_DATA SUPPLIED_.
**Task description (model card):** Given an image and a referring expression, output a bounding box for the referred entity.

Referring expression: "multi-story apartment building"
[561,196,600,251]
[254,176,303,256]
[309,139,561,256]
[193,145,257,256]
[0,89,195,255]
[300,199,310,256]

_SET EXERCISE_. Convert the listing above into a Markdown table with the columns Row and Line, where each nonblank line gets its own numbered row. Leave out the blank lines.

_OUTPUT OF THE TASK_.
| Row | Line |
|---|---|
| 1 | **Task description (model card):** Given an image and a referring expression, output a bounding box for the referred entity. |
| 2 | Referring expression: "multi-story apartment building" |
| 3 | [561,196,600,251] |
| 4 | [254,176,303,256] |
| 5 | [309,139,561,256] |
| 6 | [193,145,257,256] |
| 7 | [0,89,195,255] |
| 8 | [300,199,310,256] |